_WORK ITEM_
From the entries below, reproduce exactly the line containing "x=96, y=312", the line containing "x=1152, y=338", and every line in between, with nothing added.

_DATA PROVIDED_
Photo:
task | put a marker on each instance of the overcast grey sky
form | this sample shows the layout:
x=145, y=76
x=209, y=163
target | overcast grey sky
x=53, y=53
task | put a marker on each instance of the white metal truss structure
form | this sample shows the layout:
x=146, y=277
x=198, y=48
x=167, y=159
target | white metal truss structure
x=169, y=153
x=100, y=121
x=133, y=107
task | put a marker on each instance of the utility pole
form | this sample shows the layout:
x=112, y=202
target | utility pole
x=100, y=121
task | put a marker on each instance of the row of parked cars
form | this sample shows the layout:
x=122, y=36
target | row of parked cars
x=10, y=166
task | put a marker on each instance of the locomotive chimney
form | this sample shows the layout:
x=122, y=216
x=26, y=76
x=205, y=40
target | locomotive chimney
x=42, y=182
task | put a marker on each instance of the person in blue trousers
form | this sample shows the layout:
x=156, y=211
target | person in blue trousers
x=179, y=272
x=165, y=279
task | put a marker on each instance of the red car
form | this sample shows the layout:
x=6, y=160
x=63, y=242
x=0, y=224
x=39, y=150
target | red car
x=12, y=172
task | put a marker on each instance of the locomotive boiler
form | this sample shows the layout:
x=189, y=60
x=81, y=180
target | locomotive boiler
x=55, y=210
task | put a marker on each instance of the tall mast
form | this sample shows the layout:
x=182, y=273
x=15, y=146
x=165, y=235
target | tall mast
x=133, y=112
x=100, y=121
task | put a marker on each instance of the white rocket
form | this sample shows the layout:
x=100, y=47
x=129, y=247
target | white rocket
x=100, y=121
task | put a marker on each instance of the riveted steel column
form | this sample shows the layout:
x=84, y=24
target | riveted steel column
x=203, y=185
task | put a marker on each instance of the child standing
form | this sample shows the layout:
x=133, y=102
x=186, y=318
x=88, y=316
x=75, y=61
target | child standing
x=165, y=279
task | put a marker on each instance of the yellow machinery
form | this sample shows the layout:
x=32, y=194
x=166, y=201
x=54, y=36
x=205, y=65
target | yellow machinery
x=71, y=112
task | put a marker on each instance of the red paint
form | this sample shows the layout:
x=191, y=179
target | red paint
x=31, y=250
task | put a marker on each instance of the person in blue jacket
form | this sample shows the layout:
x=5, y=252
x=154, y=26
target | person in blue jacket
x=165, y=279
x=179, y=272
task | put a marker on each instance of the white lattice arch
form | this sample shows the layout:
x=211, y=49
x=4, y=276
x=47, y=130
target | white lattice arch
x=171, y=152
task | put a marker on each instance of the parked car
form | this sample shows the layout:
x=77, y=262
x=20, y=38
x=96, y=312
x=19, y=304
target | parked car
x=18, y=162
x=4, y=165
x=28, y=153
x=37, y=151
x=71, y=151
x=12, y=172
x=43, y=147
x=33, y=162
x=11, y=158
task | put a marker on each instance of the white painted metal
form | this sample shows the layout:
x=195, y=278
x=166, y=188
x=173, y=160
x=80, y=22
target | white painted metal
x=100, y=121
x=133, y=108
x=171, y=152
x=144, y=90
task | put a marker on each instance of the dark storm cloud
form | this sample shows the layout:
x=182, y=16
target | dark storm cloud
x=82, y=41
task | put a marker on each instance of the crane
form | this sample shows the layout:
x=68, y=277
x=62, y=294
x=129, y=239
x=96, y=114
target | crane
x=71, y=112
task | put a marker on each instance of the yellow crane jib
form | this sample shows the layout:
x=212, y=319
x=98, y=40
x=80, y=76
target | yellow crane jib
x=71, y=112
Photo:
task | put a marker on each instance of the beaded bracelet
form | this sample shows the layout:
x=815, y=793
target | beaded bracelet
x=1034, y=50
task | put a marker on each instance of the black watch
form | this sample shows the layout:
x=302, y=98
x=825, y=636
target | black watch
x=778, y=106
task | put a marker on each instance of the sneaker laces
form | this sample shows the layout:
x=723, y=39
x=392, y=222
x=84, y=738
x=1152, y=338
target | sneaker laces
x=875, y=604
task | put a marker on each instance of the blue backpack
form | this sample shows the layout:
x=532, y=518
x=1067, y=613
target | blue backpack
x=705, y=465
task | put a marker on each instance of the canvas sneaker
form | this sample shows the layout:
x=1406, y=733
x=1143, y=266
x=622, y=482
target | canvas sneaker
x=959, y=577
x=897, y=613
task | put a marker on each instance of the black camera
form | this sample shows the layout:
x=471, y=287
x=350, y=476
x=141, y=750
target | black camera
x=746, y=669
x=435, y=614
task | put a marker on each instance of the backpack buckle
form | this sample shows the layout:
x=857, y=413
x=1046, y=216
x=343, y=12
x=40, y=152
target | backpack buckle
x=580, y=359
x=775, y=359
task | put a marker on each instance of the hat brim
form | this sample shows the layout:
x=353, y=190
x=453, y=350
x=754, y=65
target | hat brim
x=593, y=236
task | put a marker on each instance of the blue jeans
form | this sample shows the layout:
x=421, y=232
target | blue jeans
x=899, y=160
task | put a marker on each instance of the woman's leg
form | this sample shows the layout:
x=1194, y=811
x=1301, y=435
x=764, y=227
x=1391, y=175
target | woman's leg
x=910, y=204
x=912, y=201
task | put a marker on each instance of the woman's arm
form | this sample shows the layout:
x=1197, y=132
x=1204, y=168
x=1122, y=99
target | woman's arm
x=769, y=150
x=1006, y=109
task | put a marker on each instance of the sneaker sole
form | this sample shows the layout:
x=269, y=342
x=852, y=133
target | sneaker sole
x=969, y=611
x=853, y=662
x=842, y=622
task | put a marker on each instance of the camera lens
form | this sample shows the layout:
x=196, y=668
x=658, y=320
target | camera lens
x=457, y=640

_FINISHED EXERCISE_
x=96, y=312
x=19, y=304
target | parked car
x=18, y=162
x=4, y=165
x=28, y=153
x=37, y=151
x=71, y=151
x=12, y=172
x=43, y=147
x=33, y=162
x=11, y=158
task | put a marker on each instance of the white painted metal
form | this sample shows the layout:
x=195, y=278
x=166, y=188
x=173, y=160
x=80, y=22
target | white painted metal
x=100, y=121
x=133, y=108
x=171, y=152
x=144, y=90
task | put a marker on each instance of the dark storm cloud
form | this sample shows the layout:
x=182, y=16
target | dark storm cloud
x=82, y=41
task | put a marker on each instance of the crane
form | this sample shows the layout:
x=68, y=277
x=62, y=294
x=129, y=239
x=96, y=114
target | crane
x=71, y=112
task | put a marker on each instance of the yellow crane jib
form | this sample shows the layout:
x=212, y=319
x=98, y=40
x=80, y=76
target | yellow crane jib
x=71, y=112
Photo:
task | put a marker on each instance of the beaded bracelet
form | this sample shows the layout:
x=815, y=793
target | beaded bracelet
x=1034, y=50
task | put a marker on each instance of the black watch
form | this sample shows the layout:
x=302, y=98
x=825, y=636
target | black watch
x=778, y=106
task | put a marker on each instance of the sneaker laces
form | this sample shows the layout:
x=723, y=39
x=392, y=222
x=84, y=738
x=1152, y=338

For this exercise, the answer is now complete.